Change to durable_writes = false

And please post the results.

Thanks.

On 05/22/2017 10:08 PM, Jonathan Haddad wrote:

Have you tried making a flame graph to see where Cassandra is spending its time? http://www.brendangregg.com/blog/2014-06-12/java-flame-graphs.html

Are you tracking GC pauses?

Jon

On Mon, May 22, 2017 at 2:03 PM Eric Pederson <ericacm@gmail.com> wrote:
Hi all:

I'm new to Cassandra and I'm doing some performance testing.  One of things that I'm testing is ingestion throughput.   My server setup is:
  • 3 node cluster
  • SSD data (both commit log and sstables are on the same disk)
  • 64 GB RAM per server
  • 48 cores per server
  • Cassandra 3.0.11
  • 48 Gb heap using G1GC
  • 1 Gbps NICs
Since I'm using SSD I've tried tuning the following (one at a time) but none seemed to make a lot of difference:
  • concurrent_writes=384
  • memtable_flush_writers=8
  • concurrent_compactors=8
I am currently doing ingestion tests sending data from 3 clients on the same subnet.  I am using cassandra-stress to do some ingestion testing.  The tests are using CL=ONE and RF=2.

Using cassandra-stress (3.10) I am able to saturate the disk using a large enough column size and the standard five column cassandra-stress schema.  For example, -col size=fixed(400) will saturate the disk and compactions will start falling behind.

= = = =

▶ DIRECTIVES
(1) In the Cassandra thread, which Cassandra version runs on the servers?
(2) Pick up the Cassandra thread after its last sentence and write the next part of the message.
The items that come next are separate material, unrelated to the Cassandra thread.

= = = =

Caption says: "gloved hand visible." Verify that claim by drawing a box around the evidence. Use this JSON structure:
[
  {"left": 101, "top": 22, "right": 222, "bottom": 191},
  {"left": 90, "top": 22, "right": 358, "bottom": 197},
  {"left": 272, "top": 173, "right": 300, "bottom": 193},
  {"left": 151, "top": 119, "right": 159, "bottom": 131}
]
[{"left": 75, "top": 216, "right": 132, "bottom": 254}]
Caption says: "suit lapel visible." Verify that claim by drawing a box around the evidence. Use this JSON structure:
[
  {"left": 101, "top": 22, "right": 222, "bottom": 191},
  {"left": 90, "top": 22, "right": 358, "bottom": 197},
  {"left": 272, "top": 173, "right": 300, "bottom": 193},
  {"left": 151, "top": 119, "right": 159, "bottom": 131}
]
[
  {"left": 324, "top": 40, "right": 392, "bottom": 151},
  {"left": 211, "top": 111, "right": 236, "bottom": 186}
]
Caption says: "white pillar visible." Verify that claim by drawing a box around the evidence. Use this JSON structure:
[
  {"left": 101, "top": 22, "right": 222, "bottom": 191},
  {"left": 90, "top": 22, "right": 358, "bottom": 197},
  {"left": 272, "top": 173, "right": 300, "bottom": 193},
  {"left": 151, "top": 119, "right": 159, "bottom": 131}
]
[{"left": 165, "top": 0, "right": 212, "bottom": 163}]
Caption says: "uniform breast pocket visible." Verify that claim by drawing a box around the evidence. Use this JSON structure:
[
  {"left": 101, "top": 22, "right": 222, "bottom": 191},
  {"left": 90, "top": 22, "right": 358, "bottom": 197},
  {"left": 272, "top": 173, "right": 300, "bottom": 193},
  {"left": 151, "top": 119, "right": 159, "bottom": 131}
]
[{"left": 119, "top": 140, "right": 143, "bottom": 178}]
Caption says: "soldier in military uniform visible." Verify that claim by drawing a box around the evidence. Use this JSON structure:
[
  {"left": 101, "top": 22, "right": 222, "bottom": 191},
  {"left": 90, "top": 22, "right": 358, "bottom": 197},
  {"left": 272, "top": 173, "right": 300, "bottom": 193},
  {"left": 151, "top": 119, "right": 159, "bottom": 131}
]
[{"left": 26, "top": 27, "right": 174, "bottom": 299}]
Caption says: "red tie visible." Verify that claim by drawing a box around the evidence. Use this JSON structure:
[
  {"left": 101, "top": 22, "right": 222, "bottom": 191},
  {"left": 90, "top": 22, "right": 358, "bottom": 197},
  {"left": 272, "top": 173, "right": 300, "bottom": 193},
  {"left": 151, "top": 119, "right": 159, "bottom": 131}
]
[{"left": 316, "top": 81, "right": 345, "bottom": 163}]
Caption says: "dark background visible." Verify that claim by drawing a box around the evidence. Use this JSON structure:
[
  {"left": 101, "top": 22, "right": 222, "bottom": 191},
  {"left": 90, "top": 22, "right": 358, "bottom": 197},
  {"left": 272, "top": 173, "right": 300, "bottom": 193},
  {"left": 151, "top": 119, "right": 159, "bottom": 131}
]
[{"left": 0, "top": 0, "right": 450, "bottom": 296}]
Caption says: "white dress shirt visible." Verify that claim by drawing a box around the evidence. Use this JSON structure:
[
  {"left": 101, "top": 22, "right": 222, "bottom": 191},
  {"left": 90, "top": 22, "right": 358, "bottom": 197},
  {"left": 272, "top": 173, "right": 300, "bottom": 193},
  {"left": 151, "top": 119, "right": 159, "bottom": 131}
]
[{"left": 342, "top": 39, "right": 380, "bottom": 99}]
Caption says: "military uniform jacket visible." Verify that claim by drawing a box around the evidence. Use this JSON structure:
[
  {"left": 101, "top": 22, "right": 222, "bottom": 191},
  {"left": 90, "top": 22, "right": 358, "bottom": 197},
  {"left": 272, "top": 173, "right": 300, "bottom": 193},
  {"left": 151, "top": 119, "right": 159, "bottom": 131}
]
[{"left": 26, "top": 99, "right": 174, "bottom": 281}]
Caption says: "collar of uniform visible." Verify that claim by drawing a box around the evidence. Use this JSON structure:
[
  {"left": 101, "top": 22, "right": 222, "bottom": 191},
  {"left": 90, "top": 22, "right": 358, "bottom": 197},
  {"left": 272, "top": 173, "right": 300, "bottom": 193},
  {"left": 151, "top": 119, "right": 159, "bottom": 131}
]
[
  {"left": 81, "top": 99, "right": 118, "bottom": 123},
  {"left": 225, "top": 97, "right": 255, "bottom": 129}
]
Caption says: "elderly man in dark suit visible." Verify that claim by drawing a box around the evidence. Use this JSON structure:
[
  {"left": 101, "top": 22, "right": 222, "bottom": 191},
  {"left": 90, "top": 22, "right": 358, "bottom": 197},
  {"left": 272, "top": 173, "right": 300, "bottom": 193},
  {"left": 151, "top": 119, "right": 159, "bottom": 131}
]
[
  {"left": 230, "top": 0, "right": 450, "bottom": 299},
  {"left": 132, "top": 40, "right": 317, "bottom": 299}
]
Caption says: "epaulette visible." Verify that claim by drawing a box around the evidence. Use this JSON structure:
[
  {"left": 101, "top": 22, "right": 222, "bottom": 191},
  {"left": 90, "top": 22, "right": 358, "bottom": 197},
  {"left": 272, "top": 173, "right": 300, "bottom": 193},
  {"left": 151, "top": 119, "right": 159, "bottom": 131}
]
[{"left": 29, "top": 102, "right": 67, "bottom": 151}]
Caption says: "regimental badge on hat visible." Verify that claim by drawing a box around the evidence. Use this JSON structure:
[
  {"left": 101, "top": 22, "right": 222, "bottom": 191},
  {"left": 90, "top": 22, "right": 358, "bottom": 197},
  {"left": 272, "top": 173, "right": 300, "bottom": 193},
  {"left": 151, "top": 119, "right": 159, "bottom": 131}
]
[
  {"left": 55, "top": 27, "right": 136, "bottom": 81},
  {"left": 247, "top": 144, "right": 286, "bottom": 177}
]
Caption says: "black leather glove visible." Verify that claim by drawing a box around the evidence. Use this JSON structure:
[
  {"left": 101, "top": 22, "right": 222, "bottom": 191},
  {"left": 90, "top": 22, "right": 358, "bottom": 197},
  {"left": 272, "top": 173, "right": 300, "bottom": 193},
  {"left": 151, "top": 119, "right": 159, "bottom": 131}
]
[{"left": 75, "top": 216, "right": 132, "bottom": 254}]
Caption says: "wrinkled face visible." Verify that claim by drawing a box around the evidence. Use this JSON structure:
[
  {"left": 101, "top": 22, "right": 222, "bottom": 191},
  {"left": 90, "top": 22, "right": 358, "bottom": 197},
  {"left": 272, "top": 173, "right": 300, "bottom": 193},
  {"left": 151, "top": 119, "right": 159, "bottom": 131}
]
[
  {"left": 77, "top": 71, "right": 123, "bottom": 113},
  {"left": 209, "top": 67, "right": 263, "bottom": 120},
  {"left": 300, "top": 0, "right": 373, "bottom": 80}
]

= = = =

▶ ANSWER SET
(1) Cassandra 3.0.11.

(2)
One of our main tables has a row size that approximately 200 bytes, across 64 columns.  When ingesting this table I don't see any resource saturation.  Disk utilization is around 10-15% per iostat.  Incoming network traffic on the servers is around 100-300 Mbps.  CPU utilization is around 20-70%.  nodetool tpstats shows mostly zeros with occasional spikes around 500 in MutationStage.  

The stress run does 10,000,000 inserts per client, each with a separate range of partition IDs.  The run with 200 byte rows takes about 4 minutes, with mean Latency 4.5ms, Total GC time of 21 secs, Avg GC time 173 ms.   

The overall performance is good - around 120k rows/sec ingested.  But I'm curious to know where the bottleneck is.  There's no resource saturation and nodetool tpstats shows only occasional brief queueing.  Is the rest just expected latency inside of Cassandra?